= BRANO DELL'ESERCIZIO =

L’emergenza Covid ha lasciato pesanti ferite su imprese e famiglie, addosso alle quali sta per cadere una pioggia di cartelle esattoriali. Draghi potrebbe proporre una proroga dei versamenti fiscali per venire loro incontro?
In realtà non c’è solo il Covid. L’Italia sta uscendo da dieci anni segnati da almeno tre crisi di grandi proporzioni e il tema del pregresso va senza dubbio affrontato.
Con quali armi?
Se il pregresso, da un lato, segnala la difficile situazione di molte imprese, che per cause esogene alla loro capacità imprenditoriale si trovano in una situazione debitoria con il fisco, dall’altro evidenzia l’incapacità del fisco di porre su un sentiero di sostenibilità i rapporti con i contribuenti.
Perché?
Il fisco fa la faccia feroce, però poi – dati della Corte dei conti alla mano – porta a casa 13 euro su 100, una proporzione bassissima.

= COMPITI DA SVOLGERE =
(A) Traduci in inglese questa frase del brano sulle cartelle esattoriali: "Il fisco fa la faccia feroce, però poi – dati della Corte dei conti alla mano – porta a casa 13 euro su 100, una proporzione bassissima."
(B) Riassumi in due frasi il brano sulle cartelle esattoriali.
(C) Secondo i dati della Corte dei conti citati nel brano sulle cartelle esattoriali, quanto porta a casa il fisco?

= MATERIALE FORNITO =
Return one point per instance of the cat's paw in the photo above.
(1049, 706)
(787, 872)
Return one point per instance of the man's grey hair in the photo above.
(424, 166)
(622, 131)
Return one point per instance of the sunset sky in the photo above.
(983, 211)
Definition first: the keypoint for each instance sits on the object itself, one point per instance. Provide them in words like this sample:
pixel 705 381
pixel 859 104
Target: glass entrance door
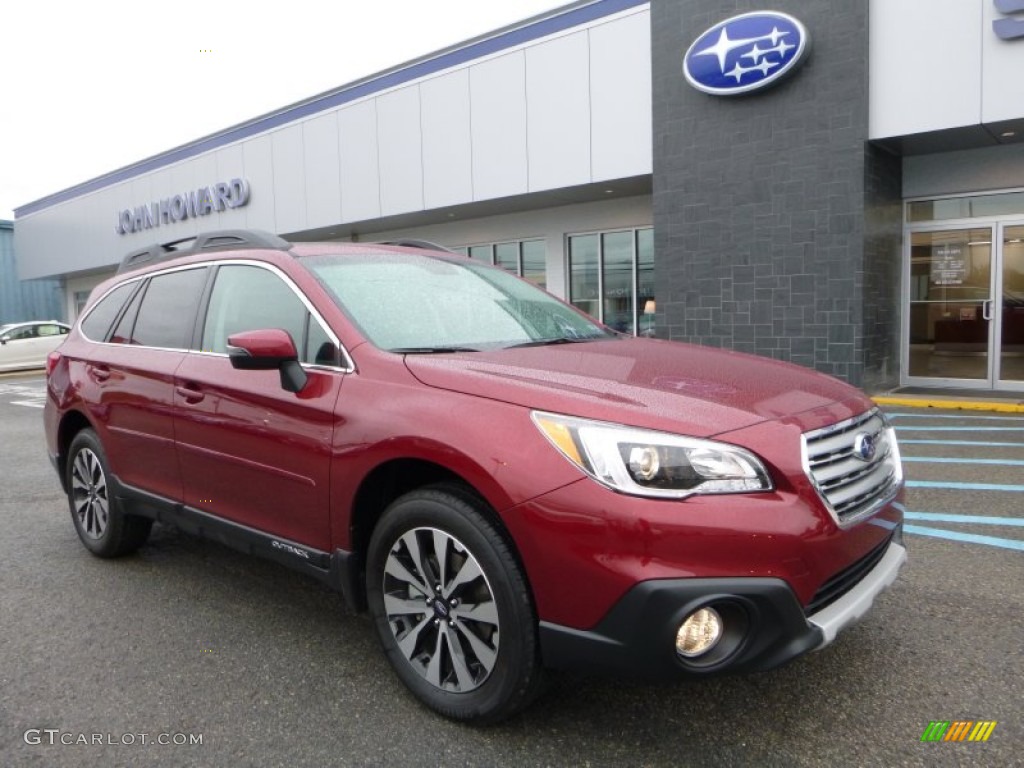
pixel 966 309
pixel 950 304
pixel 1008 310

= RISPOSTE PER COMPITO =
(A) The tax authorities put on a fierce face, but then – according to figures from the Court of Auditors – they bring home 13 euros out of 100, a very low proportion.

(B) Dopo l'emergenza Covid e dieci anni segnati da almeno tre grandi crisi, su imprese e famiglie sta per cadere una pioggia di cartelle esattoriali, e il tema del pregresso va affrontato. Il pregresso rivela sia la difficile situazione di molte imprese indebitate con il fisco per cause esterne, sia l'incapacità del fisco di rendere sostenibili i rapporti con i contribuenti, dato che secondo la Corte dei conti incassa solo 13 euro su 100.

(C) 13 euro su 100.